#### [Entries]

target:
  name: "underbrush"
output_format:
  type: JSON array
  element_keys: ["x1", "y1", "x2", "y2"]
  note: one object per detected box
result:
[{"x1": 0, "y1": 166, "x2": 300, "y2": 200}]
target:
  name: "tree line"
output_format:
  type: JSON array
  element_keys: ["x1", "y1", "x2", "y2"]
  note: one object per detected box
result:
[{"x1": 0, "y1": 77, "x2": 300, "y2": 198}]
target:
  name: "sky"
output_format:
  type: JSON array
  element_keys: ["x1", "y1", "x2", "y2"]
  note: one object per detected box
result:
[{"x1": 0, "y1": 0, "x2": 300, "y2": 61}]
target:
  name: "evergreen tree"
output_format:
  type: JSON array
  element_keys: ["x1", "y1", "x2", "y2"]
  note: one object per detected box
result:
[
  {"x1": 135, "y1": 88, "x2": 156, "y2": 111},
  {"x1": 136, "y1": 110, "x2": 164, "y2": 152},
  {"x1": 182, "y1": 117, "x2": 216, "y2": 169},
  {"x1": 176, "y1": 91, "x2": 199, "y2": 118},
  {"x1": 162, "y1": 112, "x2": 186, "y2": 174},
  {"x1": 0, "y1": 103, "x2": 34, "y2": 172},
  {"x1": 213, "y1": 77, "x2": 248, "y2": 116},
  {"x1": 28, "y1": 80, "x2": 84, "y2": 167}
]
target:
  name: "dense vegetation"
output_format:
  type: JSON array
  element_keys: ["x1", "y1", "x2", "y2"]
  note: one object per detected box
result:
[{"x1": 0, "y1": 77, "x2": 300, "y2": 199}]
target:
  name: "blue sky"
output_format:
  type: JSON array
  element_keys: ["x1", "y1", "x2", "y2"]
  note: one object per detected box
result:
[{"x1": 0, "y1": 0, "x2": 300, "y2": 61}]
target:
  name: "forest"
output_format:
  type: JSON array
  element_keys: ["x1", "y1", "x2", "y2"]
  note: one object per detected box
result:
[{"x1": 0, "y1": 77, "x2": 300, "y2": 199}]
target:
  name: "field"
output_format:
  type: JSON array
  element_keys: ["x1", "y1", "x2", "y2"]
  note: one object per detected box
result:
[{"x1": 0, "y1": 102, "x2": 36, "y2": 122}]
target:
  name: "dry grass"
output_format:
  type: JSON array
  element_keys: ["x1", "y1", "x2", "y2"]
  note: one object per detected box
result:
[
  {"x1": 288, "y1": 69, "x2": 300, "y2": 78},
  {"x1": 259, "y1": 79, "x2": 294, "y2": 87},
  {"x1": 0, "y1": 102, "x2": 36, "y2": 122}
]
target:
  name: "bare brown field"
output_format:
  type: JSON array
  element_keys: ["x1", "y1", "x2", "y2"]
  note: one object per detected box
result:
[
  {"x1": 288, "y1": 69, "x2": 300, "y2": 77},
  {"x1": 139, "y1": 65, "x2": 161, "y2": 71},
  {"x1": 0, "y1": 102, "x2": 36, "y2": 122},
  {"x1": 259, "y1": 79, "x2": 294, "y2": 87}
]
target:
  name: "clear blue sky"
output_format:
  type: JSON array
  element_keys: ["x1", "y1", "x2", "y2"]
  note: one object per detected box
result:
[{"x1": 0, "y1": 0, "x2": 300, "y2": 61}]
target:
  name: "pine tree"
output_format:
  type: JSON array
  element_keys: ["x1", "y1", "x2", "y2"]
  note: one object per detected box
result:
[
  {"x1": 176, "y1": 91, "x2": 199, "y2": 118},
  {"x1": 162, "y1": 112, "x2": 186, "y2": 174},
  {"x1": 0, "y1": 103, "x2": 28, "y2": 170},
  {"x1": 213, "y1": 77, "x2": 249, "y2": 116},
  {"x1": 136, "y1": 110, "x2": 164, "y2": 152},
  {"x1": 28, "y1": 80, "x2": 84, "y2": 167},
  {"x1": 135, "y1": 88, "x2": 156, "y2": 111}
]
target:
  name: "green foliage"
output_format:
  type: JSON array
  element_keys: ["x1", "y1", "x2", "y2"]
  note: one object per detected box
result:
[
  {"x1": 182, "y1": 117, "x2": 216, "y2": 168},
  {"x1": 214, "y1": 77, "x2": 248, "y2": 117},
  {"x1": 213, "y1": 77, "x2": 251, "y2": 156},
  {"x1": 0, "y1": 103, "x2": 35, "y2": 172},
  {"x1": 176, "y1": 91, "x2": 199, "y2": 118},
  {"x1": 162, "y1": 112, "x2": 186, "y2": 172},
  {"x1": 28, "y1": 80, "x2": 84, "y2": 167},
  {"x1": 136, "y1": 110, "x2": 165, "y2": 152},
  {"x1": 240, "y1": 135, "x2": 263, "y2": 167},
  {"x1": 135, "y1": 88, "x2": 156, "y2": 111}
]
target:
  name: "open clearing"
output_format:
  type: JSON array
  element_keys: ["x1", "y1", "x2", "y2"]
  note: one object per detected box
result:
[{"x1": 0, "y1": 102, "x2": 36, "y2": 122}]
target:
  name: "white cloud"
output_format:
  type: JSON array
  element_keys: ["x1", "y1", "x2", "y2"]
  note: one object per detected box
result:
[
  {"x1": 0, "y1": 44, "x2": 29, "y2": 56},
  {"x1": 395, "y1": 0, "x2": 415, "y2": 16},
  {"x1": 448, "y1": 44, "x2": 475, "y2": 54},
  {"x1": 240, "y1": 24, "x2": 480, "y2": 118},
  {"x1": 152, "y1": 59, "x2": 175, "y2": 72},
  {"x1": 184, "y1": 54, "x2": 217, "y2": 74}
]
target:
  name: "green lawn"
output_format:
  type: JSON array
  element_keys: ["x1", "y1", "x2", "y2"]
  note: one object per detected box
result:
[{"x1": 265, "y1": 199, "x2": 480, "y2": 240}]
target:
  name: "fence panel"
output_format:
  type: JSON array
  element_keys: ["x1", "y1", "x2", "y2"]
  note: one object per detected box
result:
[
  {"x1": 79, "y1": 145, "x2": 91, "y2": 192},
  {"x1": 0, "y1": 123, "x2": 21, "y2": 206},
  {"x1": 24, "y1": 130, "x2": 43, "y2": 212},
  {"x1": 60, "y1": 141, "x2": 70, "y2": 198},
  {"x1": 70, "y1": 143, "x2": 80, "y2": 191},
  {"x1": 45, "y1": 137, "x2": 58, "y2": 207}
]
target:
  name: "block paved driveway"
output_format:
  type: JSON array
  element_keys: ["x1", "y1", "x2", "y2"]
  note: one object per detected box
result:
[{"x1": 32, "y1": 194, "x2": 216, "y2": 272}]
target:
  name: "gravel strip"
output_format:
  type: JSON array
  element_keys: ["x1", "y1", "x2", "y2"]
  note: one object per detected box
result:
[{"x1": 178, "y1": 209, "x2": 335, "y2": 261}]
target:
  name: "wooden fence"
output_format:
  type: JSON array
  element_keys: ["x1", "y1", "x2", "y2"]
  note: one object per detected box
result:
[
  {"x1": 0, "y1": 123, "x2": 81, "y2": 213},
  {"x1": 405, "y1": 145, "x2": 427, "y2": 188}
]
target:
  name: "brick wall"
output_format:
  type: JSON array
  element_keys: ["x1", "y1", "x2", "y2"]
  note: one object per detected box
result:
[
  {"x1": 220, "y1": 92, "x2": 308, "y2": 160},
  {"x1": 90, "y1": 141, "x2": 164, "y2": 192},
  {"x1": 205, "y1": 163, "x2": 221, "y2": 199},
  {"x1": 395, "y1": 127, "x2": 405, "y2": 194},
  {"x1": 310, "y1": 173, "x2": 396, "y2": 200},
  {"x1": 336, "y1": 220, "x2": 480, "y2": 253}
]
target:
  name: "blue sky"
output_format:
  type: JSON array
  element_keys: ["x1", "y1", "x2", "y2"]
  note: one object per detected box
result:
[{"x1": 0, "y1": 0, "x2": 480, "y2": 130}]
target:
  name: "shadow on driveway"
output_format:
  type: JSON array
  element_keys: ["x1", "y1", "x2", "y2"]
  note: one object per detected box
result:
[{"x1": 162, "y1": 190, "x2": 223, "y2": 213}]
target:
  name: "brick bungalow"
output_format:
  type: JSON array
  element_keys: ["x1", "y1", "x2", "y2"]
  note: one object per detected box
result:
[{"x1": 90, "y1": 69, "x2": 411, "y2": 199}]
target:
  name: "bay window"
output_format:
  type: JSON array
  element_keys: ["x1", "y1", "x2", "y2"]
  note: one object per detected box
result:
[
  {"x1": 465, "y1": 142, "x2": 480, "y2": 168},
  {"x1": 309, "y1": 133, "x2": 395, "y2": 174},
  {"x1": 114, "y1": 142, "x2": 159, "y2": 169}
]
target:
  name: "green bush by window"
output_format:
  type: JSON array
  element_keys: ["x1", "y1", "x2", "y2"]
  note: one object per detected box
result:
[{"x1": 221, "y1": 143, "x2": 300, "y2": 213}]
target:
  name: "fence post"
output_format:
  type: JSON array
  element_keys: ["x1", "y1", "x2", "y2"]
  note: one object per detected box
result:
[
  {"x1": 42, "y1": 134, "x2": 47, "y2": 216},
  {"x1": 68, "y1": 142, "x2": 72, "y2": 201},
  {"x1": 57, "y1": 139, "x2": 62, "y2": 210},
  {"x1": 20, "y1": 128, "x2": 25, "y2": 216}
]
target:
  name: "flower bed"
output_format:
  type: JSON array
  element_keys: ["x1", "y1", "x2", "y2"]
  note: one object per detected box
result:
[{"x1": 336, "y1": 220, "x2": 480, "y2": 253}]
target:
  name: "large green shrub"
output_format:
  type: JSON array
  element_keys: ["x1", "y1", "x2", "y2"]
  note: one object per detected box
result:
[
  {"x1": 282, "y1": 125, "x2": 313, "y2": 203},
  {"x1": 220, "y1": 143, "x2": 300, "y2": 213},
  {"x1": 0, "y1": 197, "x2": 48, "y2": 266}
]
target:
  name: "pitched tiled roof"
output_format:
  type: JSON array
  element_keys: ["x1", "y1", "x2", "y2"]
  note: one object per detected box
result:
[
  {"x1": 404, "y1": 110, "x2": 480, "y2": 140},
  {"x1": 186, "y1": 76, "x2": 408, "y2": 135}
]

#### [What you will do]
Locate every line in the entries that contains the string "tree" and copy each one.

#### [Written solution]
  name: "tree line"
  name: "evergreen tree"
  name: "pine tree"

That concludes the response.